17. A method according to claim 1, wherein said period of time is
at least two hours.
18. A method according to claim 1, wherein said steps of joining
and pressing are at room temperature.
19. A method according to claim 18, wherein said period of time is
at least 65 hours.
20. A method according to claim 1, wherein said step of pressing is
at a pressure between about 0.1 to 10 atmospheres.
21. A method according to claim 1, wherein said first material is
one of GaAs and AlGaAs.
22. A method according to claim 1, wherein said second material is
Si.
23. A method according to claim 1, wherein said first material is
one of GaAs and AlGaAs and said second material is Si.
24. A method according to claim 23, wherein said first material is
Al.sub.0.70Ga.sub.0.30As.
25. A method of joining two dissimilar materials together,
comprising: a) adding an ohmic layer to a first material; b) adding
a reactive layer to said ohmic layer; c) adding a hydrophilic layer
to a second material; d) joining said first and second materials
together by placing said reactive layer in contact with said
hydrophilic layer; and e) pressing said joined materials tightly
for a period of time sufficient for strong bonds to form between
said materials.

* **Data lines**:
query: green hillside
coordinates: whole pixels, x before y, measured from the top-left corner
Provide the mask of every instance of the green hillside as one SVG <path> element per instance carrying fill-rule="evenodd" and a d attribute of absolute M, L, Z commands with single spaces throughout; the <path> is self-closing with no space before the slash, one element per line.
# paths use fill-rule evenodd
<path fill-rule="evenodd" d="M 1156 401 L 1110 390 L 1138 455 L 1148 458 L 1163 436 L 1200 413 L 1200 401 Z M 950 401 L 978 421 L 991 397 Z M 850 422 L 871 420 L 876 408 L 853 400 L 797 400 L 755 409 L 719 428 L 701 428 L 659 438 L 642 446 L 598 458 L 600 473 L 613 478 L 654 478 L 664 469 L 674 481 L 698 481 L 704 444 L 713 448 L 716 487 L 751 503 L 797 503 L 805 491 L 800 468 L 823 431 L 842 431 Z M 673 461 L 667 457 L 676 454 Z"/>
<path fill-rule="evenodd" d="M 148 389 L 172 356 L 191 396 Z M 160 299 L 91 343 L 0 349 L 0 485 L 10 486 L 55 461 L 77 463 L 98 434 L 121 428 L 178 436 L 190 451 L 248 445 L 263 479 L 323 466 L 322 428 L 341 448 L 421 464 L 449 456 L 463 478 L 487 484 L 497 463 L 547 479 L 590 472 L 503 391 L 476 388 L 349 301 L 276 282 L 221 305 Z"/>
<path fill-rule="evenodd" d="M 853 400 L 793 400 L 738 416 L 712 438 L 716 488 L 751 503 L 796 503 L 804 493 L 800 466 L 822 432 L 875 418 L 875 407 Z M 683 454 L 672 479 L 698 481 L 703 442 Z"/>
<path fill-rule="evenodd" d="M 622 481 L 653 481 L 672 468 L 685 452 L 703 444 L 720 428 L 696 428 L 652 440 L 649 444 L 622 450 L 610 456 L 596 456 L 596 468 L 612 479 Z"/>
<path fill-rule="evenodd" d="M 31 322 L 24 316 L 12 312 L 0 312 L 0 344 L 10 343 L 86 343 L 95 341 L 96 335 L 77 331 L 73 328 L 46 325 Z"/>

* **Task requirements**:
**A.** In the patent claims, what pressure range does claim 20 give for the pressing step?
**B.** Write the next part of the patent claims on joining dissimilar materials, picking up after claim 25.
The lines have no role in this exercise.

* **Response list**:
**A.** Between about 0.1 to 10 atmospheres.

**B.**
26. A method according to claim 25 wherein said ohmic layer
comprises at least one element selected from the group consisting
of Al, Pd, W, Ti, Cr, Ge, and Zn.
27. A method according to claim 25 wherein said reactive layer
comprises at least one element selected from the group consisting
of Al, W, Ti, Cr, Cu, In, Sn, Ge, Fe, Mg, Mn, Pd, Au, Ag, Zn, and
Ni.
28. A method according to claim 25, wherein said ohmic layer
includes discrete nanometer-sized islands.
29. A method according to claim 28 wherein said reactive layer
includes discrete nanometer-sized islands.
30 A method according to claim 25, wherein said reactive layer
includes discrete nanometer-sized islands.
31. A wafer made by the process of claim 1.
32. A wafer made by the process of claim 25.
Description
FIELD OF THE INVENTION
[0001] The invention pertains to the field of joining dissimilar
materials together. More particularly, the invention pertains to
joining two semiconductor wafers together at a low temperature and
low stress when the wafers have different thermal expansion
coefficients and lattice constants.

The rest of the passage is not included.